[START OF Stored data]
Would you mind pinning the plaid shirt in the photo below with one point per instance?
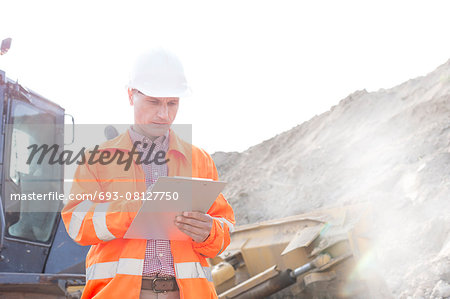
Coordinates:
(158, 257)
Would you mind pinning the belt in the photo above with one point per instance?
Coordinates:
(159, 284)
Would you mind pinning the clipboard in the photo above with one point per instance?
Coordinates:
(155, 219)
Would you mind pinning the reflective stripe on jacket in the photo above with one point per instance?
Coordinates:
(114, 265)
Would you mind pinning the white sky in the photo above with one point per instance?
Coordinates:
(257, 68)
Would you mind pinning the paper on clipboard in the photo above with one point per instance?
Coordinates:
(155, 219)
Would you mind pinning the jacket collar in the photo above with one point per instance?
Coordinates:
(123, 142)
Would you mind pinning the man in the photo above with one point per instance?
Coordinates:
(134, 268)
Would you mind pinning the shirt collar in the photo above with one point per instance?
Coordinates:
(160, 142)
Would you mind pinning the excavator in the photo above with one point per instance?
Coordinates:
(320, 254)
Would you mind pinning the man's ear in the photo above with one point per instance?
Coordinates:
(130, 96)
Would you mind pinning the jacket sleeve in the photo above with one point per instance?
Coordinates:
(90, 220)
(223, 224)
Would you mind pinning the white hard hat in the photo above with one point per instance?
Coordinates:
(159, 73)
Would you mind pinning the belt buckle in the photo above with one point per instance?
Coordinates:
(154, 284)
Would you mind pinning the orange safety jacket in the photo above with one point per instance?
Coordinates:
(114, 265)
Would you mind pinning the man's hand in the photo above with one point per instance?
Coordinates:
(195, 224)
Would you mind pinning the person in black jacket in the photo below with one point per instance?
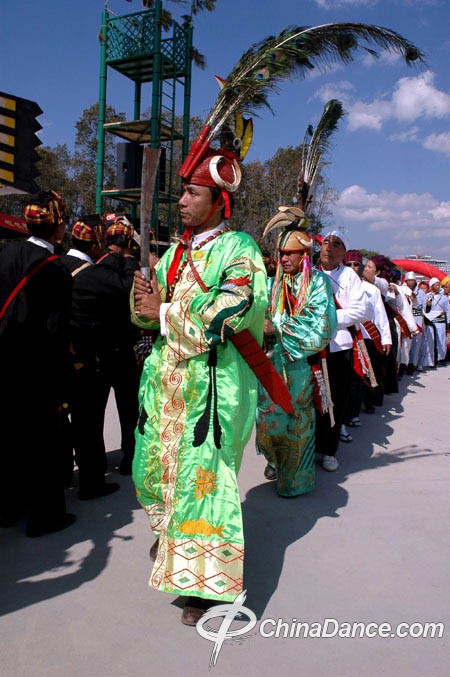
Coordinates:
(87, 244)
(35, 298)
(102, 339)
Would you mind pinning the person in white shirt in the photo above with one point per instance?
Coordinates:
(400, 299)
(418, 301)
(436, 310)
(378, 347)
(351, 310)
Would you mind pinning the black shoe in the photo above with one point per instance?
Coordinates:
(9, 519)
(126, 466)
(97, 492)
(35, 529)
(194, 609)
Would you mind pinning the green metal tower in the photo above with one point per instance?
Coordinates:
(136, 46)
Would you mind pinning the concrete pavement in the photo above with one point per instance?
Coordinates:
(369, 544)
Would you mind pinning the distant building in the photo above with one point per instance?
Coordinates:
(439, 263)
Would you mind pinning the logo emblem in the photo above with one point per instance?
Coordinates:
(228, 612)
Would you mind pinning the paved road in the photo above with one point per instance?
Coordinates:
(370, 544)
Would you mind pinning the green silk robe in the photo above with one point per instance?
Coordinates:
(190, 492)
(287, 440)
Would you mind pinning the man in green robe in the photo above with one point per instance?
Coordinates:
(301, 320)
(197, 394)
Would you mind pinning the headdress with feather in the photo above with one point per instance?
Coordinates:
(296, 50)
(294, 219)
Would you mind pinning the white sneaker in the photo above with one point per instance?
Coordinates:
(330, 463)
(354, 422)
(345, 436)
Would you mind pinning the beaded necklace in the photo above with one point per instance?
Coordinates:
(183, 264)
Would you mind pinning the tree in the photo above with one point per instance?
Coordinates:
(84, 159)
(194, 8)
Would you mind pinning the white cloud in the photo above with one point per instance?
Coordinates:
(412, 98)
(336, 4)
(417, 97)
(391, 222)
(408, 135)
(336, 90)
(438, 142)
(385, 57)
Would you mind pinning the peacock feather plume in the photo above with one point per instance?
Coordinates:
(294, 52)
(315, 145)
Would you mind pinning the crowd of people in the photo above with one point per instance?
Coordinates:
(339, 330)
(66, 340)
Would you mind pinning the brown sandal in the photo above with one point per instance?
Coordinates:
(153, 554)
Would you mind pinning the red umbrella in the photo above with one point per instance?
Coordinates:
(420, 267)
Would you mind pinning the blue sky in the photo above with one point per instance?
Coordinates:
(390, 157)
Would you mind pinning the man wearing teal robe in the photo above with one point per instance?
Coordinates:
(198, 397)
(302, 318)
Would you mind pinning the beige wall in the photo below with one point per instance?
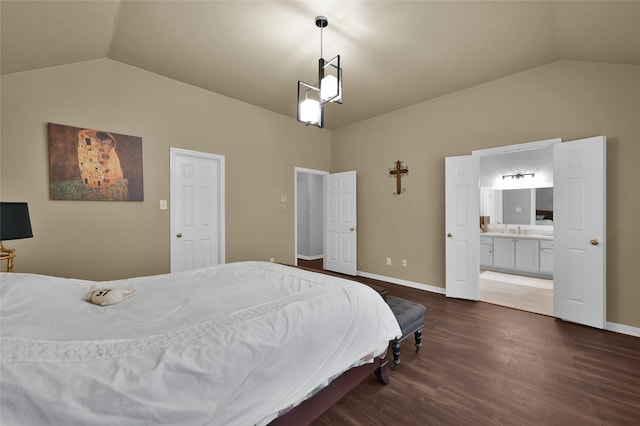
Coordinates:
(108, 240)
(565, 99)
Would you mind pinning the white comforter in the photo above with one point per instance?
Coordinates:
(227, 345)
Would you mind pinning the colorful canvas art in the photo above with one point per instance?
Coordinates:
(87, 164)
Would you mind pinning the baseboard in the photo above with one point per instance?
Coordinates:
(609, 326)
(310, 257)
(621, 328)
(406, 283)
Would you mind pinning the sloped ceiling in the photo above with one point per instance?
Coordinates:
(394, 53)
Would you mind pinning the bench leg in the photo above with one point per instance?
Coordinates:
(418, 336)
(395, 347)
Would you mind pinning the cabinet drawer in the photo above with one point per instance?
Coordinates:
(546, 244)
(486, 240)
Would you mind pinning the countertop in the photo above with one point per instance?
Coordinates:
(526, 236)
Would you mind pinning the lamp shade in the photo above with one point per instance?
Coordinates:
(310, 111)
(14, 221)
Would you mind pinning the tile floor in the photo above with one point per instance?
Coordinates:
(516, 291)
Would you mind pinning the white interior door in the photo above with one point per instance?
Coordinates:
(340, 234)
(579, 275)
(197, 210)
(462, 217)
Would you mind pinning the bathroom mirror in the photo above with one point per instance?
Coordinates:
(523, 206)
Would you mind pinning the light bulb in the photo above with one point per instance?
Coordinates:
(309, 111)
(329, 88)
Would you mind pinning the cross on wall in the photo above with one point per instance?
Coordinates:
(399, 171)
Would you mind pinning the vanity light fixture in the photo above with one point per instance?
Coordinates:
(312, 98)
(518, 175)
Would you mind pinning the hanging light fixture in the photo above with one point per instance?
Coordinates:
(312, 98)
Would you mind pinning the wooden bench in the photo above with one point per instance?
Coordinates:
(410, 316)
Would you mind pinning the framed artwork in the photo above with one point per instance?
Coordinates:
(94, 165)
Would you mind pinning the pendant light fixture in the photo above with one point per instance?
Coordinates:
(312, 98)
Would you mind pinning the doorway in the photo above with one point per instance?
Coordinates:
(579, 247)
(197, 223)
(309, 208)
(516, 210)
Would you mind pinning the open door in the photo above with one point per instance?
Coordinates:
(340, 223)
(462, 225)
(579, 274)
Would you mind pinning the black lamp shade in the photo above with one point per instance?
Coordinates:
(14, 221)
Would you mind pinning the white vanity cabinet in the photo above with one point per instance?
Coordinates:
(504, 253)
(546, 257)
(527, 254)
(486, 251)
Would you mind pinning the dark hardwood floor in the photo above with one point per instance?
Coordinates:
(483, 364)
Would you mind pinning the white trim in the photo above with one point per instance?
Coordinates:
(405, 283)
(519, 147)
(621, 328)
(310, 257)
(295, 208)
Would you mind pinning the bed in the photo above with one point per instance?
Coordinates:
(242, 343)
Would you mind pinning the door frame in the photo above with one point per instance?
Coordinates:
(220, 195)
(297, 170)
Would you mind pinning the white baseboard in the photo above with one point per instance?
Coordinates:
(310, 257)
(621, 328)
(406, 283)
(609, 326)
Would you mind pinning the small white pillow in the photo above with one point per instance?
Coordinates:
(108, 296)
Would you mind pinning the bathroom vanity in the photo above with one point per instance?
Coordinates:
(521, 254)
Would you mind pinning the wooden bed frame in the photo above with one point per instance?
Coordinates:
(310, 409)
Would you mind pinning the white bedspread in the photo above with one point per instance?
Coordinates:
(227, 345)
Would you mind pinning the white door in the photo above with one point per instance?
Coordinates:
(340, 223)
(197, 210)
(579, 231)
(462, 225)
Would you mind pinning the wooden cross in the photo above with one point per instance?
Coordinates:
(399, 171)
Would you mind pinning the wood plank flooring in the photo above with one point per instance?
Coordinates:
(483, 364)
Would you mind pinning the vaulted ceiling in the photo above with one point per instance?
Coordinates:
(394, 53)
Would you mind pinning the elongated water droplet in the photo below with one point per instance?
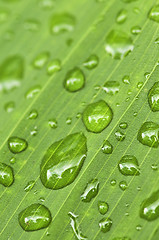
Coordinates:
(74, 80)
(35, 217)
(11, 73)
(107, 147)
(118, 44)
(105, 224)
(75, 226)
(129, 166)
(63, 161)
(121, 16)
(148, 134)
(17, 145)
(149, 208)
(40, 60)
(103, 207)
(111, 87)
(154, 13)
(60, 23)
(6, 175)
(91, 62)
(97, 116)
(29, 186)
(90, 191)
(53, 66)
[END OF Stored data]
Exercise requirements: The line that contains "Would you mind pinning the black lamp" begins the part to retype, and the last line of the records above ends it. Retype both and everything between, exactly, without the pictures.

Result of the exercise:
Would you mind pinning the black lamp shade in the photo above with one point per instance?
Coordinates:
(14, 221)
Would you mind pinning the white vanity cabinet in the photo above with one point per instance?
Coordinates:
(504, 253)
(546, 257)
(527, 254)
(486, 251)
Would you mind pinning the dark hardwood floor in the photo above with one point per instance?
Coordinates:
(483, 364)
Would you mind pinning the white trim in the photo above with one point per instance?
Coordinates:
(405, 283)
(519, 147)
(621, 328)
(310, 257)
(295, 208)
Would you mind pinning the bed in the photo above with one point per instance?
Coordinates:
(242, 343)
Would you mind pinning the door frame in the photo above with one point per instance?
Coordinates:
(220, 195)
(297, 170)
Would you mind pinning the white baseboard in the photo above with one point per instance?
Coordinates:
(310, 257)
(621, 328)
(406, 283)
(609, 326)
Would you mind pinning the small white pillow in the photo above with one point per instance?
Coordinates:
(108, 296)
Would you mind pinning the bathroom vanity in the photo above with one point per instance?
Coordinates:
(521, 254)
Would you mind pinning the wooden bed frame in the photo above with one point per instance?
Coordinates:
(310, 409)
Would you mind pinning the white bedspread in the photo above with one point per instance?
Coordinates:
(227, 345)
Would you mind pinning the white door in the photo above with one point per instance?
Coordinates:
(340, 223)
(197, 210)
(579, 231)
(462, 225)
Would you mind pinning the wooden cross in the photo above with one point per instance?
Coordinates:
(399, 171)
Would you mind pinning the wood plank flooring in the photo above with one point per instance?
Coordinates:
(483, 364)
Would you mind pinning the vaulted ceiling in the photo above with one point per instance?
Coordinates:
(394, 53)
Would you mind pinning the elongated water droplet in the photo below with one point per instance?
Coordinates:
(74, 80)
(35, 217)
(11, 73)
(107, 147)
(118, 44)
(105, 224)
(75, 226)
(129, 166)
(63, 161)
(121, 16)
(148, 134)
(17, 145)
(149, 208)
(40, 60)
(103, 207)
(111, 87)
(154, 13)
(60, 23)
(6, 175)
(91, 62)
(97, 116)
(29, 186)
(90, 191)
(53, 66)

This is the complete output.